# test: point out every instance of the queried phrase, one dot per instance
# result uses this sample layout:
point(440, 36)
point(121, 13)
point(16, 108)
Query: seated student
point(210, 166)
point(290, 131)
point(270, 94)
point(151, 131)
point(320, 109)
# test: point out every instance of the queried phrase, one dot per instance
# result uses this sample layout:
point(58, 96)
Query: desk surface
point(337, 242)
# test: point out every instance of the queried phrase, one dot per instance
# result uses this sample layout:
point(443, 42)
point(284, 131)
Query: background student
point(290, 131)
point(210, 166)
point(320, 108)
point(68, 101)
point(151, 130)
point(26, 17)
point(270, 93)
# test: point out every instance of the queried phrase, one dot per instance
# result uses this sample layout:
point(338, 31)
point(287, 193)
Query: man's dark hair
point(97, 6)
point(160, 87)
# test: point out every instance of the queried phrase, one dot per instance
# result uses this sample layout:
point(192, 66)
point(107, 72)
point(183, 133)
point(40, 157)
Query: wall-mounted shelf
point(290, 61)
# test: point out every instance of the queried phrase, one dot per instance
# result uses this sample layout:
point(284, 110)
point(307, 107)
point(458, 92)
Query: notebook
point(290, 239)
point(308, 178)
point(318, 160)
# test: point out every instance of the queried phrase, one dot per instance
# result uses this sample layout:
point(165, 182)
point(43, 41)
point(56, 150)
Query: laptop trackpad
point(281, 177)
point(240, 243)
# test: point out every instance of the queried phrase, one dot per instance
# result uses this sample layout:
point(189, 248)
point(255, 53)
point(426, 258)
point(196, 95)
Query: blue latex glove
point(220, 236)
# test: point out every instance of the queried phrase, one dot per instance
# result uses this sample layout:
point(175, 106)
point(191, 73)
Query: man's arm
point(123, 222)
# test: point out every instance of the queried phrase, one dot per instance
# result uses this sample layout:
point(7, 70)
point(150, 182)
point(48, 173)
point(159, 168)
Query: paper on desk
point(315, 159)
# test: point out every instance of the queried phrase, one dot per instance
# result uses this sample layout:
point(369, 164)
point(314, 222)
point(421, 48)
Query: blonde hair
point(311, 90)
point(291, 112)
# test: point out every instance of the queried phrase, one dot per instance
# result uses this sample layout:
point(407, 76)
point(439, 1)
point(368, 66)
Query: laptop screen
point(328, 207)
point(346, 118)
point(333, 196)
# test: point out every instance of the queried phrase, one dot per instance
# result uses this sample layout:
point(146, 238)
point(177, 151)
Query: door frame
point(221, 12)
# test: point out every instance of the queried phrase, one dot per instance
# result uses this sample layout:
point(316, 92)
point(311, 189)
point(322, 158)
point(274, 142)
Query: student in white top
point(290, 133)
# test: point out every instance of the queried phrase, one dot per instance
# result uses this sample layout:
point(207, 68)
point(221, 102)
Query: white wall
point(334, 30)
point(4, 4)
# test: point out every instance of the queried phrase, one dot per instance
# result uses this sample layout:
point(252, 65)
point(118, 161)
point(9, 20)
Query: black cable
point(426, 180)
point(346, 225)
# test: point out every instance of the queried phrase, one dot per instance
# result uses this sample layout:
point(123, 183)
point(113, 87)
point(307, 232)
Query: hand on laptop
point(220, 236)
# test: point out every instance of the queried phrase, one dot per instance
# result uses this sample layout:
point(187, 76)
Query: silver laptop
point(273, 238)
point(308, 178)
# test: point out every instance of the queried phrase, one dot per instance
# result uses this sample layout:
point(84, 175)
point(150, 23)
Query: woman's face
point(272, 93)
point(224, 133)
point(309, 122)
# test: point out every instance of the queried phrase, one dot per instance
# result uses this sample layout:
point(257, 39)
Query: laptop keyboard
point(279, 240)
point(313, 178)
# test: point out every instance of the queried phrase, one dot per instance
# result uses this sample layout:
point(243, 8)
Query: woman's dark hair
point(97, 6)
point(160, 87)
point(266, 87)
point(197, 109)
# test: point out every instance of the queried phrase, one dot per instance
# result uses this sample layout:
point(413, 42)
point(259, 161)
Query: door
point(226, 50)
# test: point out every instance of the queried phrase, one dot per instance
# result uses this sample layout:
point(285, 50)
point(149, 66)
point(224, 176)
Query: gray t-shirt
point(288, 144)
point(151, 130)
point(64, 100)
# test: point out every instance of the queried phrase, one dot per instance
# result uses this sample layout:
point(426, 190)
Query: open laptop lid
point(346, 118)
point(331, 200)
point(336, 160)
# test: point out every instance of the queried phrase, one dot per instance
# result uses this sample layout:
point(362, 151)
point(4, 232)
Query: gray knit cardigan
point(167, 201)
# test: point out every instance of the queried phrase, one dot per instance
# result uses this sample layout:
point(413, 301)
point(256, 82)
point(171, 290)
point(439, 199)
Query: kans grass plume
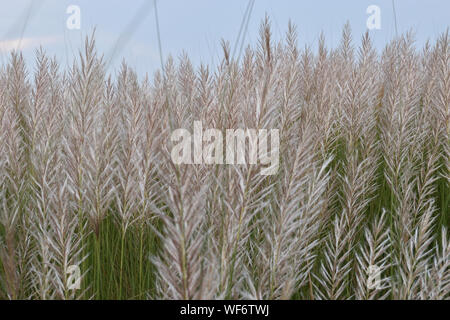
point(358, 208)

To do:
Please reproduce all of the data above with "sample layout" substituted by "reference format" everywhere it occurs, keeping everything else unchanged and leaving out the pictures.

Full solution:
# test: point out every instance of the queried phrase, one dot per instance
# result uses this reference format:
point(440, 36)
point(121, 13)
point(16, 108)
Query: seated student
point(210, 166)
point(290, 131)
point(270, 94)
point(151, 131)
point(320, 109)
# test: point out every instance of the queried phrase, one dot per instance
# result uses this reference format:
point(58, 96)
Query: desk surface
point(337, 242)
# test: point out every instance of the queried phrase, one dot per instance
# result uses this reference format:
point(443, 42)
point(284, 131)
Query: background student
point(290, 131)
point(210, 166)
point(320, 108)
point(68, 101)
point(151, 130)
point(26, 17)
point(270, 93)
# test: point out every instance of the queried phrase, one dot per instance
# result uses this reference format:
point(338, 31)
point(287, 193)
Query: man's dark hair
point(97, 6)
point(160, 87)
# test: point out every instance of the queried phrase, one dot per instance
# result uses this reference format:
point(192, 66)
point(107, 72)
point(183, 133)
point(40, 157)
Query: wall-mounted shelf
point(290, 61)
# test: point out every instance of the queried phrase, one dot per instance
# result uses this reference format:
point(284, 110)
point(307, 107)
point(458, 92)
Query: notebook
point(290, 239)
point(308, 178)
point(318, 160)
# test: point out every instance of the queried phrase, one dot per instance
# result uses this reference format:
point(165, 182)
point(43, 41)
point(56, 150)
Query: laptop trackpad
point(281, 177)
point(240, 243)
# test: point out every instance of the queried phrase, one dot per instance
# result uses this reference format:
point(189, 248)
point(255, 53)
point(426, 258)
point(196, 95)
Query: blue latex glove
point(220, 236)
# test: point out every instance of the queried phrase, one dot per instance
# result uses this reference format:
point(175, 106)
point(191, 73)
Query: man's arm
point(123, 222)
# test: point out every instance of the queried phrase, one dot per instance
# result uses this reference format:
point(7, 70)
point(150, 182)
point(48, 173)
point(159, 168)
Query: paper on desk
point(315, 159)
# test: point out every instance of the queried phrase, one dot per instance
# result uses this reference format:
point(369, 164)
point(314, 222)
point(421, 48)
Query: blonde hair
point(311, 90)
point(291, 112)
# test: point out every instance of the queried phrase, one dot per instance
# result uses this reference format:
point(407, 76)
point(439, 1)
point(368, 66)
Query: laptop screen
point(328, 207)
point(346, 118)
point(333, 196)
# test: point out every instance of the queried phrase, one dot per instance
# result uses this reference format:
point(146, 238)
point(177, 151)
Query: door frame
point(221, 12)
# test: point out every instance of the queried phrase, one dot per instance
# result uses this reference format:
point(316, 92)
point(311, 189)
point(322, 158)
point(274, 142)
Query: student in white top
point(290, 133)
# test: point out every instance of the queried phrase, one dot per instance
# result uses this reference format:
point(207, 68)
point(221, 102)
Query: white wall
point(334, 30)
point(4, 4)
# test: point out every instance of the queried phrase, one dot per instance
# result uses this reference format:
point(252, 65)
point(118, 161)
point(9, 20)
Query: black cable
point(426, 180)
point(346, 225)
# test: point out every instance of the queried phrase, one dot per instance
# result uses this reference format:
point(123, 183)
point(113, 87)
point(307, 232)
Query: hand on laptop
point(220, 236)
# test: point out every instance of the queried phrase, one dot per instance
# result uses this reference format:
point(187, 76)
Query: silver laptop
point(273, 238)
point(308, 178)
# test: point out every instance of the queried phrase, one dot per instance
# result uses this reference format:
point(84, 175)
point(150, 23)
Query: woman's face
point(272, 93)
point(224, 133)
point(309, 122)
# test: point out every instance of the queried phrase, one dot per instance
# result uses this reference format:
point(257, 39)
Query: laptop keyboard
point(279, 240)
point(313, 178)
# test: point out every instance of the queried phrase, one dot per instance
# result uses this reference format:
point(243, 8)
Query: woman's dark hair
point(97, 6)
point(160, 87)
point(266, 87)
point(197, 109)
# test: point out every instance of the queried phrase, one dot per instance
# result uses this reference format:
point(413, 42)
point(259, 161)
Query: door
point(226, 50)
# test: point out every instance of the queried phrase, one dot per instance
# result uses this reference format:
point(285, 50)
point(149, 66)
point(224, 176)
Query: gray t-shirt
point(288, 144)
point(151, 130)
point(64, 100)
# test: point out every instance of the queried phrase, one dot per instance
# result uses this reference format:
point(426, 190)
Query: open laptop lid
point(346, 118)
point(331, 200)
point(336, 160)
# test: point out every instance of the queried phrase, one dot per instance
# result uses this reference format:
point(362, 151)
point(4, 232)
Query: gray knit cardigan
point(167, 201)
# test: point out every instance of the queried phrase, one dot per instance
# result uses this reference format:
point(413, 301)
point(256, 82)
point(171, 290)
point(439, 199)
Query: kans grass plume
point(358, 208)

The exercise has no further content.